INFORMATION PROVIDED section start
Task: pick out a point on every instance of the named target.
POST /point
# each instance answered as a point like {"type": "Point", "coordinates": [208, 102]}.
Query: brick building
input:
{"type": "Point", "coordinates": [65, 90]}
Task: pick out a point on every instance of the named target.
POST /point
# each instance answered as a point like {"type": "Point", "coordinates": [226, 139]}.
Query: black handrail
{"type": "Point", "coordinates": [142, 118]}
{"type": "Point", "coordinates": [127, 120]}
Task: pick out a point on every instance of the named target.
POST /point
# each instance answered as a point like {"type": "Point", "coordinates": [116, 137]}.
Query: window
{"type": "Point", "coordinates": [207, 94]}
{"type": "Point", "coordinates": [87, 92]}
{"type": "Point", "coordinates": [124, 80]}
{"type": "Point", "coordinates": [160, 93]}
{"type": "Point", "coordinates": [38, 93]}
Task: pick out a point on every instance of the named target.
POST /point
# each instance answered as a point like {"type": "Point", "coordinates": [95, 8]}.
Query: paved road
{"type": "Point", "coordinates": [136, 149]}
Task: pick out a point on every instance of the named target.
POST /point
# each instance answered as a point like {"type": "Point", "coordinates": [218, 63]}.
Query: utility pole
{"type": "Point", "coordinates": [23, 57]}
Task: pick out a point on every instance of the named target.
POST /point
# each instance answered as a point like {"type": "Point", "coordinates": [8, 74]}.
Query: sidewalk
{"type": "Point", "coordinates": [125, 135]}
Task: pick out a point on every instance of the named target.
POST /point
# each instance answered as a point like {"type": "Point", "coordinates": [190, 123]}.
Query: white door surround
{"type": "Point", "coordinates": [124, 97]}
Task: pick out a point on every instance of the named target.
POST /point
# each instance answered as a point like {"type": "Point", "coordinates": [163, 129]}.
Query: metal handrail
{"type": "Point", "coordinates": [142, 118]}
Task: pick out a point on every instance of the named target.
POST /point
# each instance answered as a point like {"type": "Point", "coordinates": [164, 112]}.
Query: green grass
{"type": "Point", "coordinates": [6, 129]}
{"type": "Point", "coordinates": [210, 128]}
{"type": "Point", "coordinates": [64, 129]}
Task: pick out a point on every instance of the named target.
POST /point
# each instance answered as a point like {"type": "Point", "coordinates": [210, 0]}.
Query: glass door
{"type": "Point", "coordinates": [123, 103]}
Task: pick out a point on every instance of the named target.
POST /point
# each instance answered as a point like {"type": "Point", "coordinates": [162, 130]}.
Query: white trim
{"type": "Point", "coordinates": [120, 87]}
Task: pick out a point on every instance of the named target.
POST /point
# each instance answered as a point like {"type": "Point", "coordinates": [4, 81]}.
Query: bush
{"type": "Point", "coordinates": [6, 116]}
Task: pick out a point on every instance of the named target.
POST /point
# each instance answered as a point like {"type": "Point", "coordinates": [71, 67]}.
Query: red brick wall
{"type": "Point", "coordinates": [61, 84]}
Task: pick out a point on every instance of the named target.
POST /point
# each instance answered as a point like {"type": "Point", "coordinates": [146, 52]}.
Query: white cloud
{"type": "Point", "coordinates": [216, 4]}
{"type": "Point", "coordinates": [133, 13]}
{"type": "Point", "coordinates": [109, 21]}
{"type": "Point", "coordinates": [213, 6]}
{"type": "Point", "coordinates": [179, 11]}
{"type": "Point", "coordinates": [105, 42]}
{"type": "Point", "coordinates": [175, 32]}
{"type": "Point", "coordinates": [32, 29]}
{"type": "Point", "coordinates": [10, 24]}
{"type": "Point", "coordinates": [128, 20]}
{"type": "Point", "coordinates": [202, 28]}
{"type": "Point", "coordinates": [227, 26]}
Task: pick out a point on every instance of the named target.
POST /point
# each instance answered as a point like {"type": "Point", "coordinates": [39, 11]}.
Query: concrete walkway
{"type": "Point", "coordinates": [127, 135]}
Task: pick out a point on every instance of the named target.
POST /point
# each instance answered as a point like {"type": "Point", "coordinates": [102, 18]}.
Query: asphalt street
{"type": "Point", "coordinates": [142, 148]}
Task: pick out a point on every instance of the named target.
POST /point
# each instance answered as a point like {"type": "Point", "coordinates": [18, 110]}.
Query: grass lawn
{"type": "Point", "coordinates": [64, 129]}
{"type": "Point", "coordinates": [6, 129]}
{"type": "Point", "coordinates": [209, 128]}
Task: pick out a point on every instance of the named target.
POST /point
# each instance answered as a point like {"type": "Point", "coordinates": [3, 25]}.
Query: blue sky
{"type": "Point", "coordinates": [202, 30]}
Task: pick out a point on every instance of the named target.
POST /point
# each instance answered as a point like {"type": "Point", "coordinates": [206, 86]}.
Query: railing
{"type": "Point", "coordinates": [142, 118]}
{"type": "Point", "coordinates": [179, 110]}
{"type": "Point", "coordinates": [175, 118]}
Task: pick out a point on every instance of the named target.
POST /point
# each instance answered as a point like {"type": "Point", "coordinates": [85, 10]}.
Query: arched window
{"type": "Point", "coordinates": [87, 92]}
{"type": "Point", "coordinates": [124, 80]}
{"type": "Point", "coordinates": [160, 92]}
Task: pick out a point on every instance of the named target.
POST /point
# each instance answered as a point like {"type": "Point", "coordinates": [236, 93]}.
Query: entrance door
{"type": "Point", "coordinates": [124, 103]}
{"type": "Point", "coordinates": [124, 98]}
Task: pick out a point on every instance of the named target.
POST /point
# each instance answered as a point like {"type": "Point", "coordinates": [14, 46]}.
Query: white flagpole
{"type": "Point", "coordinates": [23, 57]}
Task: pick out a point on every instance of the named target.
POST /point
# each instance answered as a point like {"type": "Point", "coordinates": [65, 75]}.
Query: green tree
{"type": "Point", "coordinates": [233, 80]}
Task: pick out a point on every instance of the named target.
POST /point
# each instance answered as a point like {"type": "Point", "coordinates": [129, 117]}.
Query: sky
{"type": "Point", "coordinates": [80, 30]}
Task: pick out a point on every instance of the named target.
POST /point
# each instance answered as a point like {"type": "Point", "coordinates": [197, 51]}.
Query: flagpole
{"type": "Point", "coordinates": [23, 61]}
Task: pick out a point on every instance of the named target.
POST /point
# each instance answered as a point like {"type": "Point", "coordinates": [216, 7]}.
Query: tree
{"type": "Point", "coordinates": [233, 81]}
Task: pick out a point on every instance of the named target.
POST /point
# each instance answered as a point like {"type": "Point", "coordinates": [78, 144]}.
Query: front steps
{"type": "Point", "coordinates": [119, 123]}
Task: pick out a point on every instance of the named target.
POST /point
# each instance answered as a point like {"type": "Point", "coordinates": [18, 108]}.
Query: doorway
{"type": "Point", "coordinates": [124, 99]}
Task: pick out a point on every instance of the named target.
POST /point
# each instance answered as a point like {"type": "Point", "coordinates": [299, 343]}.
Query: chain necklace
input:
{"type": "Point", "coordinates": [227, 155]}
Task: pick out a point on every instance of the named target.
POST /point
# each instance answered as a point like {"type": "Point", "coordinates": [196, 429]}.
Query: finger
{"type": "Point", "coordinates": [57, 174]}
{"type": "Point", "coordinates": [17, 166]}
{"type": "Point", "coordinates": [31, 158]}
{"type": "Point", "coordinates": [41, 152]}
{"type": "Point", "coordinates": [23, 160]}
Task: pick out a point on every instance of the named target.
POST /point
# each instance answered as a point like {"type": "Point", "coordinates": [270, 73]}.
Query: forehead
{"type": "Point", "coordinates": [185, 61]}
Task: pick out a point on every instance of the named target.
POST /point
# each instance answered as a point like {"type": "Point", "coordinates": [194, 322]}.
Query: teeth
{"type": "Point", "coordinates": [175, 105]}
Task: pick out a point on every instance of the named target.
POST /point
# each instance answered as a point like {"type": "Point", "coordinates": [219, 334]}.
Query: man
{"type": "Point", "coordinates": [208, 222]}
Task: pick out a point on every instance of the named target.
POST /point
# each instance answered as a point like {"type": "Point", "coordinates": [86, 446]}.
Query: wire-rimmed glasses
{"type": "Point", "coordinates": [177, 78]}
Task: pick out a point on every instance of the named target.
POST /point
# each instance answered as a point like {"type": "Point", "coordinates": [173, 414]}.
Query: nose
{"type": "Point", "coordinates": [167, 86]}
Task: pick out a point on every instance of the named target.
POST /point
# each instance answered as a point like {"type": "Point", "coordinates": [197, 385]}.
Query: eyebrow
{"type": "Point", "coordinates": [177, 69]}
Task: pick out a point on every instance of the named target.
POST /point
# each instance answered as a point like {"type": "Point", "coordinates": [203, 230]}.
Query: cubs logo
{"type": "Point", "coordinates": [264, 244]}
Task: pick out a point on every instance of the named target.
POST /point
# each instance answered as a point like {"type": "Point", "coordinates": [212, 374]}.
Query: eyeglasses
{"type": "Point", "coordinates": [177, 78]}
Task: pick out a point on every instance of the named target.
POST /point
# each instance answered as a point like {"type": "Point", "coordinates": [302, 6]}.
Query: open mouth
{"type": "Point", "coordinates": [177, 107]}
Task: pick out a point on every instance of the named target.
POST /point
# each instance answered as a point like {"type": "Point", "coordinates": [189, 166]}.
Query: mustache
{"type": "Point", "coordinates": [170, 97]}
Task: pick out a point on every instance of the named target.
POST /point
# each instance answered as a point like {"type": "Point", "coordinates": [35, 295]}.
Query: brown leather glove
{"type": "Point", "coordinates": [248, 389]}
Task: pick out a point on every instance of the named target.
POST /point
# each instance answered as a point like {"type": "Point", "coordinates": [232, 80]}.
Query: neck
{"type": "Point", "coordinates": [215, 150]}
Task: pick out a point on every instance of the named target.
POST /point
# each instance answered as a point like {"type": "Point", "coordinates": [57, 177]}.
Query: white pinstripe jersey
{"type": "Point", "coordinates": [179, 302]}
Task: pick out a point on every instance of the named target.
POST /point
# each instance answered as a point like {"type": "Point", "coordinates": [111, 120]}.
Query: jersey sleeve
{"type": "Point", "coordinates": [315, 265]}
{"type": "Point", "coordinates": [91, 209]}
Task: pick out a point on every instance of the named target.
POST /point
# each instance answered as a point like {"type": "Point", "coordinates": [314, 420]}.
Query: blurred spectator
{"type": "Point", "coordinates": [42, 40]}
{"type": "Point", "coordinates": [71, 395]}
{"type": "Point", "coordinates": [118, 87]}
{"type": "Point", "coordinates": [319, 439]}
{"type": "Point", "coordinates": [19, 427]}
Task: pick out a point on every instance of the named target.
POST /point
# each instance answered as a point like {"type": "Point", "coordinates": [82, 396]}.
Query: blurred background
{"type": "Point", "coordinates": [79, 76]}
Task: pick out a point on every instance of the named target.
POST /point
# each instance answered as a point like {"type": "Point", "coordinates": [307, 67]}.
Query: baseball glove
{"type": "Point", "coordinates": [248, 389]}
INFORMATION PROVIDED section end
◆ ASSIGNED TASK ◆
Using the line that contains "Query: eyeglasses" as the first, reproduce each line exactly through the last line of the listing.

◆ ANSWER TO THIS PROBLEM ◆
Query: eyeglasses
{"type": "Point", "coordinates": [177, 78]}
Task: pick out a point on every instance of the named target.
POST /point
# each instance answered as a point like {"type": "Point", "coordinates": [302, 6]}.
Query: open mouth
{"type": "Point", "coordinates": [177, 107]}
Task: pick out a point on every instance of the named target.
POST /point
# each instance answered as a point like {"type": "Point", "coordinates": [189, 166]}.
Query: mustache
{"type": "Point", "coordinates": [170, 97]}
Task: pick out a point on every instance of the named target.
POST /point
# each instance answered as a point like {"type": "Point", "coordinates": [35, 295]}.
Query: brown leather glove
{"type": "Point", "coordinates": [248, 389]}
Task: pick out a point on every instance of the named target.
POST /point
# each instance answered as a point like {"type": "Point", "coordinates": [232, 80]}.
Query: neck
{"type": "Point", "coordinates": [215, 150]}
Task: pick out a point on every instance of the named target.
POST /point
# each instance answered as a point like {"type": "Point", "coordinates": [57, 177]}.
Query: white pinstripe jersey
{"type": "Point", "coordinates": [179, 302]}
Task: pick out a point on every instance of the named target.
POST /point
# each instance answered as a point like {"type": "Point", "coordinates": [111, 120]}.
Query: jersey sleeve
{"type": "Point", "coordinates": [315, 265]}
{"type": "Point", "coordinates": [91, 209]}
Task: pick out a point on every instance of the named target.
POST /point
# each instance answered as a point like {"type": "Point", "coordinates": [314, 420]}.
Query: blurred spectator
{"type": "Point", "coordinates": [42, 40]}
{"type": "Point", "coordinates": [71, 395]}
{"type": "Point", "coordinates": [118, 87]}
{"type": "Point", "coordinates": [319, 439]}
{"type": "Point", "coordinates": [19, 427]}
Task: pick out a point on every instance of the named target.
POST /point
# each instance answered as a point like {"type": "Point", "coordinates": [82, 396]}.
Query: blurred background
{"type": "Point", "coordinates": [79, 76]}
Task: pick out a point on every instance of the named target.
POST /point
# each instance answered as a point like {"type": "Point", "coordinates": [307, 67]}.
Query: baseball glove
{"type": "Point", "coordinates": [248, 389]}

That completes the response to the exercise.